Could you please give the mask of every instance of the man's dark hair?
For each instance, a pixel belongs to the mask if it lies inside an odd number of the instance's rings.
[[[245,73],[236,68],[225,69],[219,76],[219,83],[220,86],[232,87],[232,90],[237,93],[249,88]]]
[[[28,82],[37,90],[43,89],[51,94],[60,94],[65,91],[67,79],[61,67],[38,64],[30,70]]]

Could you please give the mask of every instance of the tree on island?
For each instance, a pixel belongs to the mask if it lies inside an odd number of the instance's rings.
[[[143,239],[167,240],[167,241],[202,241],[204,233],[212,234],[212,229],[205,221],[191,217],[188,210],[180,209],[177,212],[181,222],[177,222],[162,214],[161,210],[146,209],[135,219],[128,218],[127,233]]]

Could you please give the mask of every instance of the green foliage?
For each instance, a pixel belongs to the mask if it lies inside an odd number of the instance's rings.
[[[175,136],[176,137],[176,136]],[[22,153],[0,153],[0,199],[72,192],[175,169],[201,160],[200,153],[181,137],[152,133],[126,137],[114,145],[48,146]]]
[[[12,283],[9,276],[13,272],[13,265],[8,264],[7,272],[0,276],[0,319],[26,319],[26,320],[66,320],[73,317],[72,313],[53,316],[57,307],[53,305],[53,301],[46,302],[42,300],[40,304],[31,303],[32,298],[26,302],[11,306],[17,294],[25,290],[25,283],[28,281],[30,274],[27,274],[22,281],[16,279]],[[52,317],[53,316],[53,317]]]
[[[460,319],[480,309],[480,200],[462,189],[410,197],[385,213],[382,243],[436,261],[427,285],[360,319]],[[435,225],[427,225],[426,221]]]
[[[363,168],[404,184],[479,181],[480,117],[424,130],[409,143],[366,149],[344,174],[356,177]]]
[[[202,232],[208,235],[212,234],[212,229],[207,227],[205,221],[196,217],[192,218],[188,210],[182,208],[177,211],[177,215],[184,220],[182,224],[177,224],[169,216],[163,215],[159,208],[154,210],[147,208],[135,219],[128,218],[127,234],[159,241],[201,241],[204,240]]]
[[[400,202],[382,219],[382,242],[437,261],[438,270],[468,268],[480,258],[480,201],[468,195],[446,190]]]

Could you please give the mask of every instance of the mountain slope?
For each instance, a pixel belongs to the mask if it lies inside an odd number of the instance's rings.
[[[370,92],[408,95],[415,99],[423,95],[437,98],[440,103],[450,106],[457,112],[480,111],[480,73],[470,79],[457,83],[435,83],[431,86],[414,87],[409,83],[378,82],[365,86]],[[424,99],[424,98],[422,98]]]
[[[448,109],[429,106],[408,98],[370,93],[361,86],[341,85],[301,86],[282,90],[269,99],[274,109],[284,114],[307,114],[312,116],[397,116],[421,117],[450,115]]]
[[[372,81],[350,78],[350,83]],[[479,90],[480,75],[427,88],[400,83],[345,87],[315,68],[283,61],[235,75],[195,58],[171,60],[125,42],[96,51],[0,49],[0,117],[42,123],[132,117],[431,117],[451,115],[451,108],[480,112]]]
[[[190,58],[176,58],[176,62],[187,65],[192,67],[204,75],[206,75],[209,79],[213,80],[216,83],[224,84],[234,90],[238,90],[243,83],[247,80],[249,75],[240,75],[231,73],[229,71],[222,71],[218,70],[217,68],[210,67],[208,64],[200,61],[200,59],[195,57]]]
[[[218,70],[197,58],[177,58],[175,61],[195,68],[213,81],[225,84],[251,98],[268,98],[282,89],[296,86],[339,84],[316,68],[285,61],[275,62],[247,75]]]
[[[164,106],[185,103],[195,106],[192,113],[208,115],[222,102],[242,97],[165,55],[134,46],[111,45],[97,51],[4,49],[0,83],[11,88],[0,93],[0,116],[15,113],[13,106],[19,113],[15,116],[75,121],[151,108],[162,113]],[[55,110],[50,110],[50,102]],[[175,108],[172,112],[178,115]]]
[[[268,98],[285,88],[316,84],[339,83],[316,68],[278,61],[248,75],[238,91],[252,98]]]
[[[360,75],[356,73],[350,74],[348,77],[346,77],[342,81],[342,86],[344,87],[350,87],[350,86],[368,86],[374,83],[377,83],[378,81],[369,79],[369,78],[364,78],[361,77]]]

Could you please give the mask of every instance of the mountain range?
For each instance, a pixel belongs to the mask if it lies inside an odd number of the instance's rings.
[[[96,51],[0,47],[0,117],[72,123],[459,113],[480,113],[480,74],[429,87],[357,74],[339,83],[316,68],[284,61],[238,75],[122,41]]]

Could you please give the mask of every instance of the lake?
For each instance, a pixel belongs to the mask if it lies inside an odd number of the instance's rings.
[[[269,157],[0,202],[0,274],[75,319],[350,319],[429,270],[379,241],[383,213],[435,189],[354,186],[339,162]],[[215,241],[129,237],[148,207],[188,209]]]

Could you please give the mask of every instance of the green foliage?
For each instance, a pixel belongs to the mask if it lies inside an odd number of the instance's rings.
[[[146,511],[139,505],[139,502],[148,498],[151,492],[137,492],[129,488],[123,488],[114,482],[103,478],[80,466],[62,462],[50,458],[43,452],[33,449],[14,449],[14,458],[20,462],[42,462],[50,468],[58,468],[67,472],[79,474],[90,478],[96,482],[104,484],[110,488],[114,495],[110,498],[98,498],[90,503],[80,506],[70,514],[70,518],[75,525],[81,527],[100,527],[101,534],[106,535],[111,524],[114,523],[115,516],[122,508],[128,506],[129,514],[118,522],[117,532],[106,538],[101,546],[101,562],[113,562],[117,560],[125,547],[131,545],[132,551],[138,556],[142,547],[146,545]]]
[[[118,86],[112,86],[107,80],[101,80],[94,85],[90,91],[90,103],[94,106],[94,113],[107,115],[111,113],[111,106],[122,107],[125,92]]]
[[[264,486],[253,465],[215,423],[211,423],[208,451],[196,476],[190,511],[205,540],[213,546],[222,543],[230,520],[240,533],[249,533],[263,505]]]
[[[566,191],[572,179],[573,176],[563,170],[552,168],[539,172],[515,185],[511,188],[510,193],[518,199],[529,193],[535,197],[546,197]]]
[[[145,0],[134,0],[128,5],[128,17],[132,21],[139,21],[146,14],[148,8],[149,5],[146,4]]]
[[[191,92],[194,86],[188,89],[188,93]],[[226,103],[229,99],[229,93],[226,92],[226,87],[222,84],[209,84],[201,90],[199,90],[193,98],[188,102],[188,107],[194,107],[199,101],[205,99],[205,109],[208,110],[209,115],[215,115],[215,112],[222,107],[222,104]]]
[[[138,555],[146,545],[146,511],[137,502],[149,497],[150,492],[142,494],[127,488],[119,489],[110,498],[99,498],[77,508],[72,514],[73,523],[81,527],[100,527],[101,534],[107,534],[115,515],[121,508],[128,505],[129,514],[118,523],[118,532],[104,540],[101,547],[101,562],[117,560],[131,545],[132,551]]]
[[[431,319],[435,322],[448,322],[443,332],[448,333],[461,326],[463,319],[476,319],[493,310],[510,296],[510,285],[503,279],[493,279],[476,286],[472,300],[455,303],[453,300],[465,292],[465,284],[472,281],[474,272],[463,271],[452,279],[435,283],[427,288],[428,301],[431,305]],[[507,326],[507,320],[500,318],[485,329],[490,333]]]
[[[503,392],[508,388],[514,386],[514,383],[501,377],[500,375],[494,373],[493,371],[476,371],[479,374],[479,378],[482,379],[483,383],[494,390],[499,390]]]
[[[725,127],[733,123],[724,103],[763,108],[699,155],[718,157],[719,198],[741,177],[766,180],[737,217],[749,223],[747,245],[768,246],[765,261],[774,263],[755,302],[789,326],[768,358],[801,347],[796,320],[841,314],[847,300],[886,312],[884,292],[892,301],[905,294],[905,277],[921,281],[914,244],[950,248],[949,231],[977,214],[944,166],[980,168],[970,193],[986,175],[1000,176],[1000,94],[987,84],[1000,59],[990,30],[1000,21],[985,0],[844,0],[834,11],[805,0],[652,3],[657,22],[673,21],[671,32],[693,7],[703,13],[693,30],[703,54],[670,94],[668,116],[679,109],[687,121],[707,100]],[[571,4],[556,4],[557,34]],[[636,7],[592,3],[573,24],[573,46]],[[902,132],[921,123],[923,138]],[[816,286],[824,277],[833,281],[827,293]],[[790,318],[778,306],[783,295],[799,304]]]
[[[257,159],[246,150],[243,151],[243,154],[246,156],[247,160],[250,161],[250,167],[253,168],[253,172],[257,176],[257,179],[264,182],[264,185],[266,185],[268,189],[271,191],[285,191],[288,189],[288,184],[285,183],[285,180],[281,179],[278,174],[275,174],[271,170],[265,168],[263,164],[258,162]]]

_ _ _ _

▸ PROBLEM TO WORK ON: Say how many lines in the records hold the word "mountain", giving the number by itself.

▸ EXERCISE RESULT: 2